### Exercise objective
Continue the news article below about the Georgia abortion bill, picking up after its final paragraph.

### Text excerpt
=== Begin Enclosure ===
Georgia Abortion Providers Less Vexed
Doctors who provide abortions still oppose a bill before the General Assembly, but they welcome changes approved last week — including one allowing physicians to keep performing first-trimester abortions in their offices.
Physician groups and state officials don't know how many doctors perform such abortions, outside of hospitals and the nine state-licensed abortion clinics. But authorities say many do. Abortion rights activists say the service is especially vital in rural areas far removed from the clinics.
"It's an extremely important service," said Dr. Joel Engel, who said he performs a few abortions a year, on his regular patients, at Northside Hospital but none in his Atlanta office. "Shouldn't women, who already agonize over this decision, be able to have it done by their own doctor, whom they know and trust?"
Anti-abortion activists will try again to curb office-performed abortions in future legislation, said Pat Chivers, a lobbyist for Georgia Right to Life.
The existing bill, approved Thursday by a House committee, is expected to go before the full House this week. It would require a 24-hour waiting period for abortions after women receive information on fetal pain, fetal development and alternatives to abortion such as adoption.
It also would require a minor's parents or legal guardian to be notified before she could have an abortion. Current law says a stand-in, such as a grandparent or other relative, can be given notice.
Abortion providers still decry those stipulations, saying they would interfere with their medical practice and cause more later-term abortions by making it more difficult for women to get them. They also oppose increased record keeping required by the bill.
But the doctors say they are relieved other requirements were removed. One would have made them tell women that abortion increases the risk of breast cancer, a link disputed by the National Cancer Institute. Another would have allowed the husband or parents of a woman seeking an abortion to sue a doctor for failing to provide information required by the bill.
=== End Enclosure ===
### Recorded information
=== Begin Enclosure ===
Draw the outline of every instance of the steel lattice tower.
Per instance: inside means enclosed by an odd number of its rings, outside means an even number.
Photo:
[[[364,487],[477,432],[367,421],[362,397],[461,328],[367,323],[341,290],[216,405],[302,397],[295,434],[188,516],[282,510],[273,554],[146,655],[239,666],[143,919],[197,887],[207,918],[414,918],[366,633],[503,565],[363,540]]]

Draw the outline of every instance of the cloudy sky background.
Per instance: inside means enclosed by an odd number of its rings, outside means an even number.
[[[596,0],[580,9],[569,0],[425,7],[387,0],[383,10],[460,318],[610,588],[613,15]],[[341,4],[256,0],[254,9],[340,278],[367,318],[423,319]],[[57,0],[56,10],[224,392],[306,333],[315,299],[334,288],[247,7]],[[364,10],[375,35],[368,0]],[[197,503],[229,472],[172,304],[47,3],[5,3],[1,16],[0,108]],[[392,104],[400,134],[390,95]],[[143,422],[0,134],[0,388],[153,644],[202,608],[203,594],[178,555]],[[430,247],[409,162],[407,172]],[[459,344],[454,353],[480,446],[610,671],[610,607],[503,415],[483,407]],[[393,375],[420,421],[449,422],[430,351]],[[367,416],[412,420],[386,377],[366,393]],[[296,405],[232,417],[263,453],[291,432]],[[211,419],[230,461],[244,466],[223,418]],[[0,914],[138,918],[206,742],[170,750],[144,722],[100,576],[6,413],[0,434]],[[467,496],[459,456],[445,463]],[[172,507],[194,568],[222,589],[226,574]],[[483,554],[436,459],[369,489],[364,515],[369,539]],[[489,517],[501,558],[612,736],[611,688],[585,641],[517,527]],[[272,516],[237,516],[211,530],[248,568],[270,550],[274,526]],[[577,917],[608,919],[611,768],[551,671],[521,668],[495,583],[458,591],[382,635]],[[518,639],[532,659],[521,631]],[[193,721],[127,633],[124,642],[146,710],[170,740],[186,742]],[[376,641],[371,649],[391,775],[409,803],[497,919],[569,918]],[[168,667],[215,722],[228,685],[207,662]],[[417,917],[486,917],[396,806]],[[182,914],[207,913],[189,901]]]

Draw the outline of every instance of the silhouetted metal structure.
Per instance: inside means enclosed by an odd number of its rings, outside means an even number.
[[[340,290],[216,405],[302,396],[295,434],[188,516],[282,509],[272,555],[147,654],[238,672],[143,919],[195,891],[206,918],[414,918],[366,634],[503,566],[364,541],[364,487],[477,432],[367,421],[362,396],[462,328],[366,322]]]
=== End Enclosure ===
### Response to this task
"It's still a big imposition," Dr. Carrie Cwiak of Emory University, who performs abortions at Grady Memorial Hospital and Feminist Women's Health Center in Atlanta, said of the revised bill. "It's just not as ridiculous an imposition."
One of the biggest victories for abortion rights activists was the removal from the bill — by its sponsor, Rep. Sue Burmeister (R-Augusta) — of the requirement that doctors providing first-trimester abortions do so only at hospitals or clinics. Physicians performing abortions in their offices offer surgical abortions without anesthesia or medication-induced abortions using the pill RU-486.
The state does not have a record of how many doctors provide such abortions, said Demetrius Parker, a spokesman for the Georgia Division of Public Health. But he confirmed that hundreds of the 30,000 or so abortions reported in Georgia each year are performed by doctors in counties without abortion clinics. Six of the clinics are in metro Atlanta, with one each in Augusta, Columbus and Savannah.
Engel, who is on the board of Planned Parenthood of Georgia, said more than half of the state's 850 or so obstetrician/gynecologists perform abortions, many of them in their offices. "But less than 1 percent will acknowledge it," he said. "They don't want to discuss it. They're afraid."
Dr. John Moore, president of the Atlanta OB/GYN Society and former president of its Georgia counterpart, estimated that about 25 percent of the doctors perform abortions — less than 15 percent in their offices.
But Moore said restricting office-performed abortions would have a big impact. "It would certainly hurt women in small towns and rural areas where they don't have a clinic," he said.
While abortion rights activists applauded most changes to the bill, they were suspicious of one: a definition of "fetus" as a "member of the species homo sapiens from fertilization until birth."
Intrauterine devices, emergency contraception pills such as Plan B and other birth control measures sometimes work by preventing implantation in the uterus of eggs already fertilized. Some worry that the new definition of fetus could lead to birth control restrictions.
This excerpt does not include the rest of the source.